Source:
★ ★ ★

The door handles are held in place by small spigots found between the flange of the handle and the door panel. These can be pushed out using a thin small screwdriver or a strong piece of wire.
The panels are held onto the door by panel clips. Push a flat ended screwdriver behind the panel to release the clips (Fig. 25). Note how the clips are fitted and positioned in your old panel then insert the new ones into your new panel.
Do not cut any holes for the handles at this stage. Proceed to clip the new panel onto the door, adjusting the clips where necessary. On early models with a chromed door handle, you will see the square spigot pushing into the vinyl material.
Cut across here with a sharp knife (Fig. 26) and the spigot will come through the material. Proceed by putting back the necessary hardware.
The seat belts can now be refitted. The carpet with the handbrake boot can also be fitted at this time, making sure carpet sits down well (Fig. 27).
We suggest that you apply glue to the edges that will lie on the floor, so that when you use the handbrake, the carpet piece does not move around.
Lay out the underfelt pieces on the floor and trim where necessary (Fig. 28). The rear floor carpets are not fixed in, but held down by the seat frames, so all you have to do with these is cut small holes for the insertion of the seat bolts.
The front footwell carpets are held in place by special carpet clips supplied with the kit. If you have the old studs in the floor to hold these clips use them, if not there are some new ones in the kit.
With the carpet in the correct position, mark with a piece of chalk on the carpet the center of the stud below it.
Now push the pronged piece centrally through the carpet (Fig. 29), turn it over and place the flange onto the spikes (Fig. 30) that are sticking through, then turn these spikes over to secure both pieces together.
You will need at least four clips per footwell (Fig. 31).
The seat frame brackets can now be reinstalled.
First separate the new left hand and right hand seat foams and seat covers. They are slightly different and should be marked left hand and right hand for positioning.
Keep one of the seats together to use as an example to check your work against until the first seat is completely recovered. Do not worry if the headrests do not come out at this stage.
Turn the seat upside down on the work bench and you will see that the seat tipping release mechanism is held in place by four Phillips screws (Fig. 32). Remove these screws, if possible, as they are generally rusted solid. If necessary drill the screw heads off to release the handle.
You will now see that the rear of the seat back cover is stuck to the frame.
Peel away and you will find some more flaps clipped to the frame by seat clips (Fig. 33). Remove these with your flat ended screwdriver and note how these flaps are situated. Now go to the bottom of the seat back side skirts which you will note are fairly solid.

★ ★ ★

Data:
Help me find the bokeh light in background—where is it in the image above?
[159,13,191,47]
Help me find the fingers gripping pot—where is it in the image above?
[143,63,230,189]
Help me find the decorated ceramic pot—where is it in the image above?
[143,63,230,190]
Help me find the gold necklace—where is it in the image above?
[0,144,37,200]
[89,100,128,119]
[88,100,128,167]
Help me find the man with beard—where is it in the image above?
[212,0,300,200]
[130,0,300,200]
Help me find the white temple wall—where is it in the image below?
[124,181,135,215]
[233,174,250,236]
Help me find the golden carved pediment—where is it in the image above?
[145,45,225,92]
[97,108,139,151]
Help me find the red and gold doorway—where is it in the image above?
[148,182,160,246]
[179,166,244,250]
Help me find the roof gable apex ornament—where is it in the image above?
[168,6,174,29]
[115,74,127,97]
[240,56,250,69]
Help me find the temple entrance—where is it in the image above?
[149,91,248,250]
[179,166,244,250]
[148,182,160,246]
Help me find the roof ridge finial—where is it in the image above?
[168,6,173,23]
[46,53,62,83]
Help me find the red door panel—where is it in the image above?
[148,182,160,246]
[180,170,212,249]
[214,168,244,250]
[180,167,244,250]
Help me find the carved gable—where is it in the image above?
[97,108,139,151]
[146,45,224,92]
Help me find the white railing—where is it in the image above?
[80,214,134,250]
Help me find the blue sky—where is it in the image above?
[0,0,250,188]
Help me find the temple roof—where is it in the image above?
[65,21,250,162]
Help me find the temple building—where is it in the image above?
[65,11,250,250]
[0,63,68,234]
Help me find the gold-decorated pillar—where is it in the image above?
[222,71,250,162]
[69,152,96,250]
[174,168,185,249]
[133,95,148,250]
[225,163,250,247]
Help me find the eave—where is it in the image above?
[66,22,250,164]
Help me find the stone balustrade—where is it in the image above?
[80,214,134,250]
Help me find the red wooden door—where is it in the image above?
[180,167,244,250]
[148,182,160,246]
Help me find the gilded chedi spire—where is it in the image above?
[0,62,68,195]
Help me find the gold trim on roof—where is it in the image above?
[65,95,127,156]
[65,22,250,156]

★ ★ ★

List of tasks:
1. According to the upholstery instructions, what is the minimum number of clips needed per footwell?
2. Update the part of the upholstery instructions that opens with the words containing "First separate the" and closes with "release the handle.", replacing "Phillips screws" with "cross-head screws".
Base your work solely on the upholstery instructions, not on the data.

Answers given:
1. At least four clips are needed per footwell.

2.
First separate the new left hand and right hand seat foams and seat covers. They are slightly different and should be marked left hand and right hand for positioning.
Keep one of the seats together to use as an example to check your work against until the first seat is completely recovered. Do not worry if the headrests do not come out at this stage.
Turn the seat upside down on the work bench and you will see that the seat tipping release mechanism is held in place by four cross-head screws (Fig. 32). Remove these screws, if possible, as they are generally rusted solid. If necessary drill the screw heads off to release the handle.